The chairman shall have the power to adjourn the meeting to another place, date
and time.  The date and time of the opening and closing of the polls for each
matter upon which the stockholders will vote at the meeting shall be announced
at the meeting.

     Section 7.  Proxies and Voting.
     ----------  ------------------ 

     At any meeting of the stockholders, every stockholder entitled to vote may
vote in person or by proxy authorized by an instrument in writing or by a
transmission permitted by law filed in accordance with the procedure established
for the meeting.  Any copy, facsimile telecommunication or other reliable
reproduction of the writing or transmission created pursuant to this paragraph
may be substituted or used in lieu of the original writing or transmission for
any and all purposes for which the original writing or transmission could be
used, provided that such copy, facsimile telecommunication or other reproduction
shall be a complete reproduction of the entire original writing or transmission.

     All voting, including on the election of directors but excepting where
otherwise required by law, may be by a voice vote; provided, however, that upon
demand therefore by a stockholder entitled to vote or by his or her proxy, a
stock vote shall be taken.  Every stock vote shall be taken by ballots, each of
which shall state the name of the stockholder or proxy voting and such other
information as may be required under the procedure established for the meeting.

                                      -4-

 
     The Corporation may, and to the extent required by law, shall, in advance
of any meeting of stockholders, appoint one or more inspectors to act at the
meeting and make a written report thereof.  The Corporation may designate one or
more persons as alternate inspectors to replace any inspector who fails to act.
If no inspector or alternate is able to act at a meeting of stockholders, the
person presiding at the meeting may, and to the extent required by law, shall,
appoint one or more inspectors to act at the meeting.  Each inspector, before
entering upon the discharge of his duties, shall take and sign an oath
faithfully to execute the duties of inspector with strict impartiality and
according to the best of his or her ability.  Every vote taken by ballots shall
be counted by a duly appointed inspector or inspectors.

     All elections shall be determined by a plurality of the votes cast, and
except as otherwise required by law, all other matters shall be determined by a
majority of the votes cast affirmatively or negatively.

:::

> [Objective] Using the section on proxies and voting, please explain in one to three sentences why the Corporation may designate alternate inspectors.

:::

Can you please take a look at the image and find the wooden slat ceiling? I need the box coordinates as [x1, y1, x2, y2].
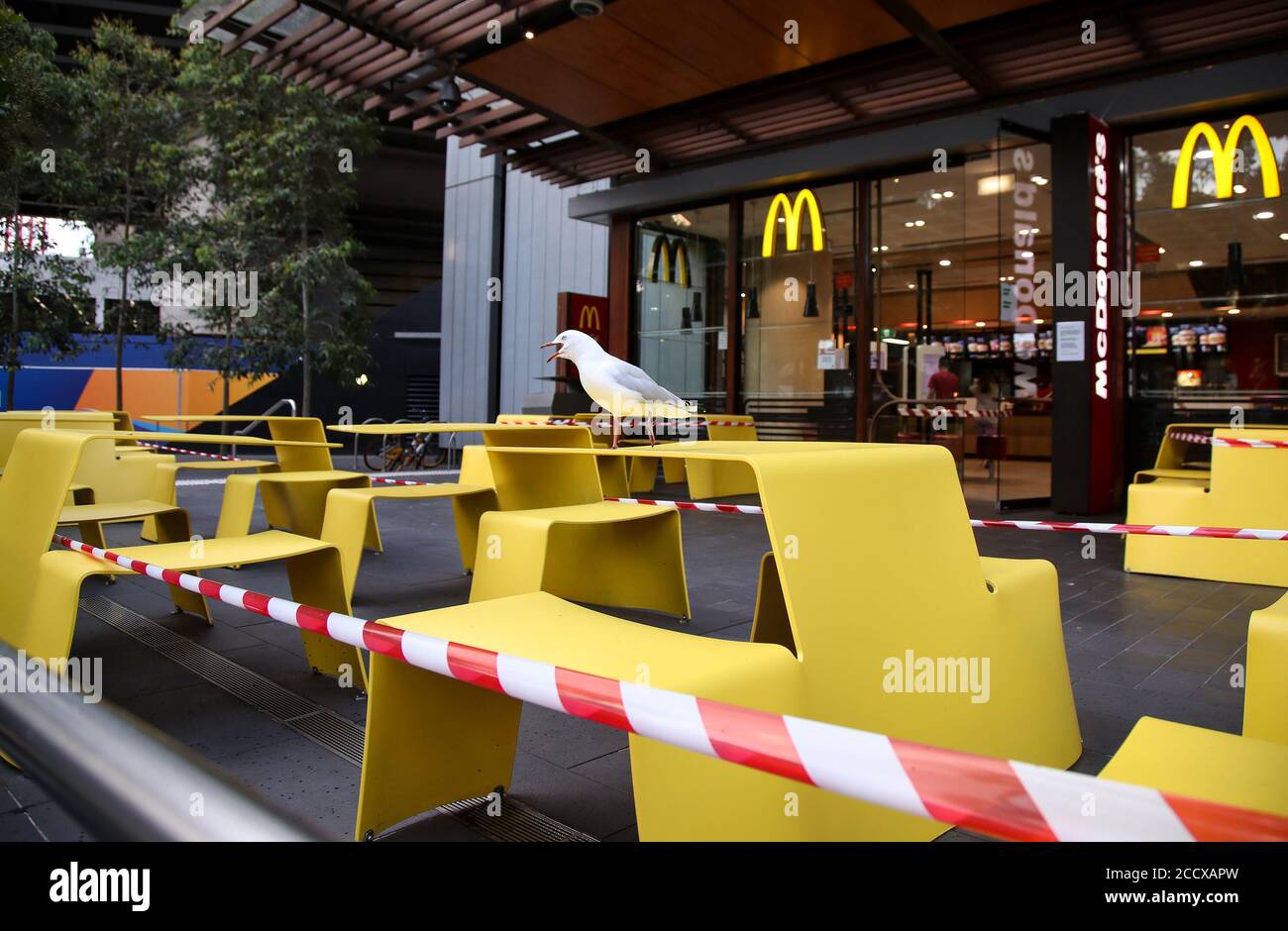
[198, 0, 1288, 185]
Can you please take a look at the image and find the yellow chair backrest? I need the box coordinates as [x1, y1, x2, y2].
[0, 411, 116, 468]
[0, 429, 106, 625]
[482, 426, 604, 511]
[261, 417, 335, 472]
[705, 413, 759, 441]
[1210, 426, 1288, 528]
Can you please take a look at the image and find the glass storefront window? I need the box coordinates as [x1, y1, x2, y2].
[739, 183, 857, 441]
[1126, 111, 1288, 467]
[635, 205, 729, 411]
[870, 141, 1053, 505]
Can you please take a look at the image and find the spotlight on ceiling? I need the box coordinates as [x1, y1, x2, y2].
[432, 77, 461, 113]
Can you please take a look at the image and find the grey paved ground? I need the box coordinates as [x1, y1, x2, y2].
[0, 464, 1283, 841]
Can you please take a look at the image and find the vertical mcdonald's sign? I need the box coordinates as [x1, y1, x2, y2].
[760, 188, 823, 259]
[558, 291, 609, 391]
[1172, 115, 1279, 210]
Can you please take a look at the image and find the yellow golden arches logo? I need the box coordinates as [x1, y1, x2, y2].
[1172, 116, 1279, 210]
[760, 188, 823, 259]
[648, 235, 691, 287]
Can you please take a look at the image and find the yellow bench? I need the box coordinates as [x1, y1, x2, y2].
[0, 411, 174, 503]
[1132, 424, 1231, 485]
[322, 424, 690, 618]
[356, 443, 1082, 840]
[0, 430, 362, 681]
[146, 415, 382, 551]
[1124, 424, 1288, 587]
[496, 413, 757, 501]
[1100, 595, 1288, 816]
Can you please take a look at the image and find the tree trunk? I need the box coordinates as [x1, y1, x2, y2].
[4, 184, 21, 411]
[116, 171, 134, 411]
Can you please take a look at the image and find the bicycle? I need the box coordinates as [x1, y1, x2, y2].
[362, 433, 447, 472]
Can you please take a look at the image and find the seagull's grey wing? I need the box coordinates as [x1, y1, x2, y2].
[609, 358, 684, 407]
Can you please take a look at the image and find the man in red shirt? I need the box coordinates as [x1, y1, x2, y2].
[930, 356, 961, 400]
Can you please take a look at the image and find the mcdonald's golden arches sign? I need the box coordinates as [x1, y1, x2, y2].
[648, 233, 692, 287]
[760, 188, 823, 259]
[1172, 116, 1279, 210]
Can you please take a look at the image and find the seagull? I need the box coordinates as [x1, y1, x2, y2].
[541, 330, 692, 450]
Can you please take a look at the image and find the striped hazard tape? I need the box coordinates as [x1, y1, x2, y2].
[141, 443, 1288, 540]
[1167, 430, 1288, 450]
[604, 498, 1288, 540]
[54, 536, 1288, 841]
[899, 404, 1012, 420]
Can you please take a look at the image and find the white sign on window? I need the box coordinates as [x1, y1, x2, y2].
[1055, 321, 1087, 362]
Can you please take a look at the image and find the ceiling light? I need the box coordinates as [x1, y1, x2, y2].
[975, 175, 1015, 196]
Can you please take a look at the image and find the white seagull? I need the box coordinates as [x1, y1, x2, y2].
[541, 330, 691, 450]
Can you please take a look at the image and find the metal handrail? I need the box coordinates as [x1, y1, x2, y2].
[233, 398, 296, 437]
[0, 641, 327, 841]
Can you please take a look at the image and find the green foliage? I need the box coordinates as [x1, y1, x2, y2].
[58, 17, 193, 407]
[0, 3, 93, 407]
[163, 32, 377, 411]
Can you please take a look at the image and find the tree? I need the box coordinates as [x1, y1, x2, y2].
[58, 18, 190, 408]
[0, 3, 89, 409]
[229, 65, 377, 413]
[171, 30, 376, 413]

:::

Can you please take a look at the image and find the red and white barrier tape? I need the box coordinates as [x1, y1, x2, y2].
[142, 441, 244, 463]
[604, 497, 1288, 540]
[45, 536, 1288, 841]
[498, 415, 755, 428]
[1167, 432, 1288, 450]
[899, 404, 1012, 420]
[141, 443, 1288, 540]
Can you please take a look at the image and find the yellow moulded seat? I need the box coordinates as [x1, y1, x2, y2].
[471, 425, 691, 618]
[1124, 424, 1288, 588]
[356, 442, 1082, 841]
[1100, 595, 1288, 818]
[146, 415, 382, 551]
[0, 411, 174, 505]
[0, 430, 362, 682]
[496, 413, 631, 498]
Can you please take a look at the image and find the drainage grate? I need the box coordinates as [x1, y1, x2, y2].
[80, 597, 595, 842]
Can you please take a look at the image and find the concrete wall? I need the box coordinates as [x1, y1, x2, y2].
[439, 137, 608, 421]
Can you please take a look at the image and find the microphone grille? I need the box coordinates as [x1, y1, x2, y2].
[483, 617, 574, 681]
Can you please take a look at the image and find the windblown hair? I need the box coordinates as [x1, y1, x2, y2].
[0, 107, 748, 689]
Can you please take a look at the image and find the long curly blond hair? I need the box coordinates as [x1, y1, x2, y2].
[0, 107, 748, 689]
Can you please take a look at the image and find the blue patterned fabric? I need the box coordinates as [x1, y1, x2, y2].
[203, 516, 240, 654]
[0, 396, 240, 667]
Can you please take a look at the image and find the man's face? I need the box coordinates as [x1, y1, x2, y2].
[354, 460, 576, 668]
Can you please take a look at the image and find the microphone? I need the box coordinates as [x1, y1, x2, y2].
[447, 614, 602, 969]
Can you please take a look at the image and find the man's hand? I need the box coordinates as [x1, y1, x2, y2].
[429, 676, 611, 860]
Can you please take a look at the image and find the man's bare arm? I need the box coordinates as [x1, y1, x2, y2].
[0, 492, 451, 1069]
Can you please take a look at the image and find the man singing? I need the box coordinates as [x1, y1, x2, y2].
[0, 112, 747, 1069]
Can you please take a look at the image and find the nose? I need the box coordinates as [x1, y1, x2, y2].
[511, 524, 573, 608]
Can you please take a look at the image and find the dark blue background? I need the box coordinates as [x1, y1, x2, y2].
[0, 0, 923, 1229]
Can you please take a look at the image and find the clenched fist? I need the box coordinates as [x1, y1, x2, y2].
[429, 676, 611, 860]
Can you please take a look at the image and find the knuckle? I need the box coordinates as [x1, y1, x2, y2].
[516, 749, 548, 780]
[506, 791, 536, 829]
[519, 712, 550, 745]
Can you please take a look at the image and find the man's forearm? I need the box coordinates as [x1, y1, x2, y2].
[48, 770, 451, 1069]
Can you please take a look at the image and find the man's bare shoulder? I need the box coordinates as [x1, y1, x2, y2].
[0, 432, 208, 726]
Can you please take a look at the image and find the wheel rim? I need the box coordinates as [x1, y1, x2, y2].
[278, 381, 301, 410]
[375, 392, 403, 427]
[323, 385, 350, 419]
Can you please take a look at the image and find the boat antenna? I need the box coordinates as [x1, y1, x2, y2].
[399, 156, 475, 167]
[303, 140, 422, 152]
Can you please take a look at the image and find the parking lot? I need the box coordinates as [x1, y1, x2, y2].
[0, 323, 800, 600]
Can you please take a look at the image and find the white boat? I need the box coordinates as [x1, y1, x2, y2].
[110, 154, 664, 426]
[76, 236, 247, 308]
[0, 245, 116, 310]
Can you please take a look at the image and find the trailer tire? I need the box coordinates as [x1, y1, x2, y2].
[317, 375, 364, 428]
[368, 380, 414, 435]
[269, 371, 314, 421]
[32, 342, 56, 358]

:::

> [Written answer] The Corporation may designate one or more persons as alternate inspectors so they can replace any inspector who fails to act. This helps ensure that a duly appointed inspector is available to act at the meeting.